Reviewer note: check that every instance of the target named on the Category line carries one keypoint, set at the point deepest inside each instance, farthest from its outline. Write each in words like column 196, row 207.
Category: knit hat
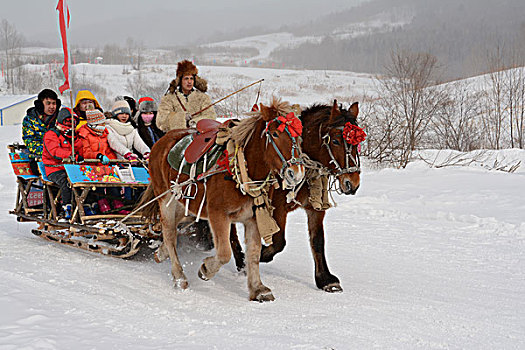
column 119, row 107
column 95, row 117
column 147, row 105
column 47, row 93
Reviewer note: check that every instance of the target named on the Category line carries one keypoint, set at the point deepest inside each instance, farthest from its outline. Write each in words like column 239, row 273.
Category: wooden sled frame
column 97, row 233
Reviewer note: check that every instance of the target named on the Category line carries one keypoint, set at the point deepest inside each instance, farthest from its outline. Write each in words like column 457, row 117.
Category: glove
column 131, row 157
column 103, row 159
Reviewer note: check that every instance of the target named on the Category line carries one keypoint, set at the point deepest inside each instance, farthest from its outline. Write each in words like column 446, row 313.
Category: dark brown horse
column 334, row 154
column 224, row 203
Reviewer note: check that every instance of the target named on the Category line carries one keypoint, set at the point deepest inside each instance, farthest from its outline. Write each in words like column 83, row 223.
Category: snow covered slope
column 428, row 258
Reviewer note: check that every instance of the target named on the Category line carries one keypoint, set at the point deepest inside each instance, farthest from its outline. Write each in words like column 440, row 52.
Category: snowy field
column 428, row 258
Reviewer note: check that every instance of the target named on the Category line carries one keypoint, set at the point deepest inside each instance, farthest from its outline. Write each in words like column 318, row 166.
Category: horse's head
column 341, row 137
column 283, row 131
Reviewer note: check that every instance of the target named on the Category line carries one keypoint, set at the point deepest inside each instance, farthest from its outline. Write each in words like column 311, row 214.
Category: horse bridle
column 348, row 156
column 295, row 147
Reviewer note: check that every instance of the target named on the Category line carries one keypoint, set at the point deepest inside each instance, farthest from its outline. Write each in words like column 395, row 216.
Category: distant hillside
column 458, row 33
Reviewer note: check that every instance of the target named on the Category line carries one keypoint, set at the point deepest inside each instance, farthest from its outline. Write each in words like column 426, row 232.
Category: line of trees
column 415, row 112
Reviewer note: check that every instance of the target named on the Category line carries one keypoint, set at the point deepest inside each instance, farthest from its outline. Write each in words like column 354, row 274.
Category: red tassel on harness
column 353, row 134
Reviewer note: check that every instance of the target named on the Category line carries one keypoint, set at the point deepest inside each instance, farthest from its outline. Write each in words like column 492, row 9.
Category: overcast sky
column 159, row 22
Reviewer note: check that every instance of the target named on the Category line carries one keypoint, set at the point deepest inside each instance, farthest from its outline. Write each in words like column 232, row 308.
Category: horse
column 329, row 140
column 223, row 200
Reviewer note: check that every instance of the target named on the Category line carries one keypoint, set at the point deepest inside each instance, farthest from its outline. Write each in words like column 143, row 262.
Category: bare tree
column 514, row 90
column 10, row 41
column 457, row 126
column 410, row 98
column 495, row 98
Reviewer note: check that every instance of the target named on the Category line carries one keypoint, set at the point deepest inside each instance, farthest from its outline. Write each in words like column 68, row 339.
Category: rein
column 348, row 156
column 295, row 148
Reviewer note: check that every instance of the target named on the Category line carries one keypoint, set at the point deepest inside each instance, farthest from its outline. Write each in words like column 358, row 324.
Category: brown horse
column 224, row 203
column 331, row 153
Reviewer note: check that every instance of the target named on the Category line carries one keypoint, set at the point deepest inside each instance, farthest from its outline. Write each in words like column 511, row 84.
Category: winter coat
column 93, row 143
column 34, row 126
column 149, row 134
column 123, row 137
column 171, row 115
column 56, row 148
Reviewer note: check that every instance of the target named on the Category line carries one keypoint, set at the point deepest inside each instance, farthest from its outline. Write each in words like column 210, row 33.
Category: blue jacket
column 33, row 129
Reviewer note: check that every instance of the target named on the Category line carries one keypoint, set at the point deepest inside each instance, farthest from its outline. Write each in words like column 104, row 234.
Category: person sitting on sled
column 94, row 136
column 37, row 122
column 185, row 96
column 57, row 151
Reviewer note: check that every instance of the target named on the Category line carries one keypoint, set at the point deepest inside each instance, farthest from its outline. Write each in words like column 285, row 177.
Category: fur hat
column 64, row 117
column 120, row 106
column 188, row 68
column 95, row 117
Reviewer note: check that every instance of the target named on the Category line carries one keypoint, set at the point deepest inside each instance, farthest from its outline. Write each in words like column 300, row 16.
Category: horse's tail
column 151, row 210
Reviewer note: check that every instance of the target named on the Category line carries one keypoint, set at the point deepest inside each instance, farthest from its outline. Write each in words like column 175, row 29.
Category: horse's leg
column 170, row 217
column 258, row 291
column 238, row 255
column 323, row 278
column 278, row 239
column 161, row 253
column 220, row 227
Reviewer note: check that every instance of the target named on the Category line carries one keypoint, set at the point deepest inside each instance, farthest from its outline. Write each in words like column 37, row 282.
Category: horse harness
column 348, row 156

· · ·

Exercise goal: Can the entries above be repeated exactly, without their pictures?

Right answer:
Reviewer note: check that every instance of the target named on the Category line carries one keypoint, set at the point deepest inside each instance, farthest from its outline. Write each in words like column 196, row 207.
Category: knit hat
column 119, row 107
column 95, row 117
column 147, row 105
column 47, row 93
Reviewer note: check that every instance of the target named on the Category line carries one keypoint, set at the point deepest inside each instance, farthest from its outline. Write each in words like column 239, row 273.
Category: wooden sled frame
column 97, row 233
Reviewer note: check that every instance of the target named on the Category line carries one keypoint, set at the point deepest inside each instance, farthest from its outline. Write each in words like column 457, row 117.
Category: glove
column 131, row 157
column 103, row 159
Reviewer note: check that every instance of the target named on the Category line carries one keypoint, set at the point deepest inside each instance, farthest from its outline. Write each in words like column 446, row 313.
Category: dark brown horse
column 334, row 154
column 224, row 203
Reviewer note: check that every instance of the target named on the Category line carries one keypoint, set at the point deepest inside each instance, farthest from its outline. Write each in words like column 83, row 223.
Category: snow covered slope
column 428, row 258
Reviewer note: check that every instance of the target named on the Category line carries one keypoint, set at the point deepest inside each instance, farthest from its outline. Write each in words like column 440, row 52.
Category: snowy field
column 428, row 258
Reviewer note: check that every instance of the target named on the Category line carries one keypoint, set at the point deepest inside each instance, farthest from its outline. Write each in words like column 318, row 166.
Category: horse's head
column 341, row 137
column 283, row 131
Reviewer note: check that every instance of the target named on the Category line carries one keypoint, set at the point deepest inside each instance, farthest from its outline. Write each in words like column 311, row 214.
Category: horse bridle
column 348, row 156
column 295, row 147
Reviewer note: check that every instance of the target named on the Category line carries one keypoint, set at the point deepest inside each instance, farthest from its outline. Write each in words like column 395, row 216.
Category: distant hillside
column 458, row 33
Reviewer note: check that every instance of the target named on the Category line carries one keypoint, set at the point deepest inside each instance, farthest from its outline. Write each in words like column 426, row 232.
Category: line of trees
column 415, row 112
Reviewer note: check that every instance of the target named on the Category line carries one keypoint, set at the point deepest inside each instance, farthest from its outline. Write each in words like column 354, row 274.
Category: red tassel on harness
column 353, row 134
Reviewer note: check that every instance of the target named on the Category line carries one keypoint, set at the point deepest inside each instance, farthest from its outline. Write each in words like column 492, row 9.
Category: overcast sky
column 159, row 22
Reviewer note: check that every instance of the target named on the Category line carries one keypoint, set at the point deepest inside each instance, farthest from its outline. Write each in words like column 232, row 308.
Category: horse
column 329, row 140
column 223, row 200
Reviewer note: check that every instance of the target named on the Category line carries one keypoint, set at the point deepest inside each instance, farthest from its outline. Write each in words like column 143, row 262.
Category: bare tree
column 514, row 90
column 10, row 41
column 457, row 126
column 410, row 98
column 495, row 98
Reviewer note: check that every instance of the target named on the Category line carries one keypoint, set at the point deepest inside each instance, farthest from its outline. Write each in words like column 68, row 339.
Category: rein
column 348, row 156
column 295, row 148
Reviewer note: check that every instance of the target named on the Category line carries one keypoint, set at the point deepest inside each instance, farthest from its outline. Write each in words like column 358, row 324.
Category: brown horse
column 224, row 203
column 331, row 153
Reviewer note: check that every instance of the target named on the Category line carries one keypoint, set at the point deepest inside each instance, farthest from its outline. Write each in words like column 511, row 84.
Category: winter coat
column 93, row 143
column 34, row 126
column 149, row 134
column 123, row 137
column 171, row 115
column 56, row 148
Reviewer note: check that every instance of the target named on the Category line carries one keypoint, set at the point deepest inside each instance, farthest from its outline. Write each in words like column 210, row 33.
Category: blue jacket
column 33, row 129
Reviewer note: check that every instance of the target named on the Category line carries one keypoint, set at the point deepest inside each instance, farthest from its outline. Write each in words like column 104, row 234.
Category: person sitting on sled
column 94, row 136
column 37, row 122
column 185, row 96
column 57, row 151
Reviewer note: check that every instance of the target named on the Category line carries one keypoint, set at the point deepest inside each instance, farthest from its outline. Write each in words like column 285, row 177.
Category: fur hat
column 64, row 117
column 120, row 106
column 188, row 68
column 95, row 117
Reviewer note: check that every instance of the target named on the Category line carries one keypoint, set at the point deepest inside each instance, farthest from its outline. Write each in words like column 300, row 16.
Category: horse's tail
column 151, row 210
Reviewer note: check that every instance of the target named on the Category line carries one keypoint, set at the point deepest inside each instance, farthest from its outline. Write each in words like column 175, row 29.
Category: horse's leg
column 170, row 217
column 258, row 291
column 238, row 255
column 323, row 278
column 278, row 239
column 161, row 253
column 220, row 227
Reviewer note: check that every instance of the target named on the Category line carries one keypoint, set at the point deepest inside each instance, farthest from its outline. Write each in words like column 37, row 282.
Category: horse harness
column 348, row 156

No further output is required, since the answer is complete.